Excerpts from location labeling data:
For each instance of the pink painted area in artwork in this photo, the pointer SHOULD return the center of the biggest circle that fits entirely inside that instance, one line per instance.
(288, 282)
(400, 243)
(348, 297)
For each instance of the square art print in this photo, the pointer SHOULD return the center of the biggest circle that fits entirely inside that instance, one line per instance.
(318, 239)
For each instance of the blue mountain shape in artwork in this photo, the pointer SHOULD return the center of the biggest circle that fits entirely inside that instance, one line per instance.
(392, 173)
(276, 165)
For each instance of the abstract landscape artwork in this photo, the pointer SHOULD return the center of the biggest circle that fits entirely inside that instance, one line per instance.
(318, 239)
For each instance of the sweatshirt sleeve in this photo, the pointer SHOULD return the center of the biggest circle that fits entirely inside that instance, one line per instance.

Set task >> Please output every line of the material above verbatim, leaving nothing out and changing nothing.

Answer to the task >>
For each instance of the pink painted area in artwork in this photo, the pointer SHOULD return the center of the biggest circle that fits entirely inside that instance, one line per instance.
(288, 282)
(400, 243)
(348, 297)
For each instance of the square art print in this photo, the pointer SHOULD return the center of the biggest circle that fits entirely inside that instance, one line per instance.
(318, 239)
For each instance of the blue mountain shape in artwork in this photo, the pointer SHOULD return the center of the biggest circle that fits entirely inside that instance, one line per instance.
(392, 173)
(276, 165)
For each instance of the abstract landscape artwork in this photo, the pointer SHOULD return the center of the biggest circle that fits entirely inside that instance, one line per instance.
(318, 239)
For each instance of the sweatshirt sleeve in this photo, the pointer SHOULD return the center of the biggest circle that fits entirely inside that instance, one line per instance.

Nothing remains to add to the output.